▶ _Source records_:
- - -

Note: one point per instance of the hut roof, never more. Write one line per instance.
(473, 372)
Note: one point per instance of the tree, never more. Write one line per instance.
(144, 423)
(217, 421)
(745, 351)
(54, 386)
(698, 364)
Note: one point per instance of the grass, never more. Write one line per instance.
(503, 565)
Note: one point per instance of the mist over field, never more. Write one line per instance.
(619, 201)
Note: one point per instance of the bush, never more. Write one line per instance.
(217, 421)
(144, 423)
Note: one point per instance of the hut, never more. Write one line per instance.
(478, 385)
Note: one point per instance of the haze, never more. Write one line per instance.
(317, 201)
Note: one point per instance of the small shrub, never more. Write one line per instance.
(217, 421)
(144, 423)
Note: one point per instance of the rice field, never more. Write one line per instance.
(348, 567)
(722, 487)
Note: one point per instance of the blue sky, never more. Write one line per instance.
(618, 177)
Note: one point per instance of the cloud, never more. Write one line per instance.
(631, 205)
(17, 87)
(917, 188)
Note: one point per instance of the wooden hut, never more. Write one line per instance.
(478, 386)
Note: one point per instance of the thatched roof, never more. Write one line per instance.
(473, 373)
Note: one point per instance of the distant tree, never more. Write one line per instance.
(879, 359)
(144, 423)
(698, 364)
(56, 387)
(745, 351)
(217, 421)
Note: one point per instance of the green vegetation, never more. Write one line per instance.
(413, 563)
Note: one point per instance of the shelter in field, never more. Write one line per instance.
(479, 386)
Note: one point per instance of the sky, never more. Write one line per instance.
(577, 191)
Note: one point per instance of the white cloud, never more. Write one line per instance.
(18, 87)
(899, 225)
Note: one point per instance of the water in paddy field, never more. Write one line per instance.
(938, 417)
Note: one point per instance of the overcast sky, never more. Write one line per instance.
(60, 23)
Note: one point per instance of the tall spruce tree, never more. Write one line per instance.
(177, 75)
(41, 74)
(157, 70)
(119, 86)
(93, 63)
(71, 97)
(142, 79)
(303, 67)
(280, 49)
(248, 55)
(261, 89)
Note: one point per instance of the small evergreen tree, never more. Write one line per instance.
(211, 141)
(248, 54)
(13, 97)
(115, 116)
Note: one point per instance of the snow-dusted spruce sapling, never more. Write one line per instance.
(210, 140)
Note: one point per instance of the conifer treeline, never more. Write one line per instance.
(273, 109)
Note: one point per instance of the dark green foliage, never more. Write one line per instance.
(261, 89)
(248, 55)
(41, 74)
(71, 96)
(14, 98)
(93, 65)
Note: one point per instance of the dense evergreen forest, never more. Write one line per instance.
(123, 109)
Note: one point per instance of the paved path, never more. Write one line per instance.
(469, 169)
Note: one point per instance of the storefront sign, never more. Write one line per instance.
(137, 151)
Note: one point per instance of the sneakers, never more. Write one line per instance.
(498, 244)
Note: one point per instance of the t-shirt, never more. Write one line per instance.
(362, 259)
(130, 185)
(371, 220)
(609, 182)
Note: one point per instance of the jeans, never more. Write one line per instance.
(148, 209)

- - -

▶ _Assignment_:
Repeat each line above exactly as it stands.

▶ _Expected answer_:
Note: one point per instance of the hut roof, never more. Write one line per instance.
(473, 372)
Note: one point per instance of the tree, never more. Write one line per instance.
(144, 423)
(217, 421)
(745, 351)
(54, 386)
(698, 364)
Note: one point per instance of the grass, never more. Write one line per instance.
(503, 565)
Note: one point per instance of the mist over field, never more. Write one line per instance.
(619, 201)
Note: one point per instance of the bush, never more. Write one line per instance.
(217, 421)
(144, 423)
Note: one point per instance of the hut, never more. Write one line per instance.
(478, 385)
Note: one point per instance of the haze, never more. Write one line per instance.
(317, 201)
Note: one point per instance of the small shrub, never more. Write one line per instance.
(217, 421)
(144, 423)
Note: one point per instance of the rice field, never more. Write one line per instance.
(348, 567)
(722, 487)
Note: one point per instance of the blue sky, never more. Write one line per instance.
(618, 177)
Note: one point per instance of the cloud, never more. Write one line per instance.
(631, 205)
(17, 87)
(917, 188)
Note: one point per instance of the wooden hut, never more. Write one line per instance.
(478, 386)
Note: one point per instance of the thatched roof, never more. Write one line per instance.
(473, 373)
Note: one point per instance of the distant tree, never more. Write one line per instance.
(879, 359)
(144, 423)
(698, 364)
(56, 387)
(745, 351)
(217, 421)
Note: one point per instance of the green vegetation, never more. Write one line per instance.
(413, 563)
Note: one point per instance of the shelter in field, never more. Write one line per instance.
(479, 386)
Note: one point per instance of the sky, never more. Write one line per instance.
(577, 191)
Note: one point per instance of the white cloud, never more. Write one line per instance.
(18, 87)
(899, 225)
Note: one point per instance of the water in paddy field, never more. Write one line per instance.
(938, 417)
Note: one point per instance of the overcast sky, never more. Write one line per instance.
(60, 23)
Note: one point per instance of the tall spruce tree, never more. Write one line per instance.
(177, 75)
(41, 74)
(157, 70)
(119, 86)
(93, 63)
(71, 97)
(142, 79)
(303, 67)
(280, 49)
(248, 55)
(261, 89)
Note: one point per instance of the small evergreen tree, never more. Write one line per instance.
(211, 141)
(248, 54)
(13, 97)
(115, 116)
Note: one point per instance of the snow-dusted spruce sapling, never more. Write one line per instance.
(210, 140)
Note: one point per instance of the conifer treeline, never more. Write one line per instance.
(273, 109)
Note: one point per instance of the dark green foliage, never more. Write one line per instance.
(261, 89)
(248, 55)
(41, 74)
(71, 96)
(14, 98)
(93, 65)
Note: one point per instance of the dense evergreen forest, never more. Write one line per instance.
(123, 109)
Note: one point per instance of the paved path, never more. Write one line per instance.
(469, 169)
Note: one point per instance of the storefront sign, never more. Write one line per instance.
(137, 151)
Note: one point per instance of the sneakers, never more. Write one line per instance.
(498, 244)
Note: one point per instance of the t-shirt, never more. Write one line per instance.
(362, 259)
(130, 185)
(371, 220)
(609, 182)
Note: one point per instance of the jeans, never more. Write one line per instance.
(148, 209)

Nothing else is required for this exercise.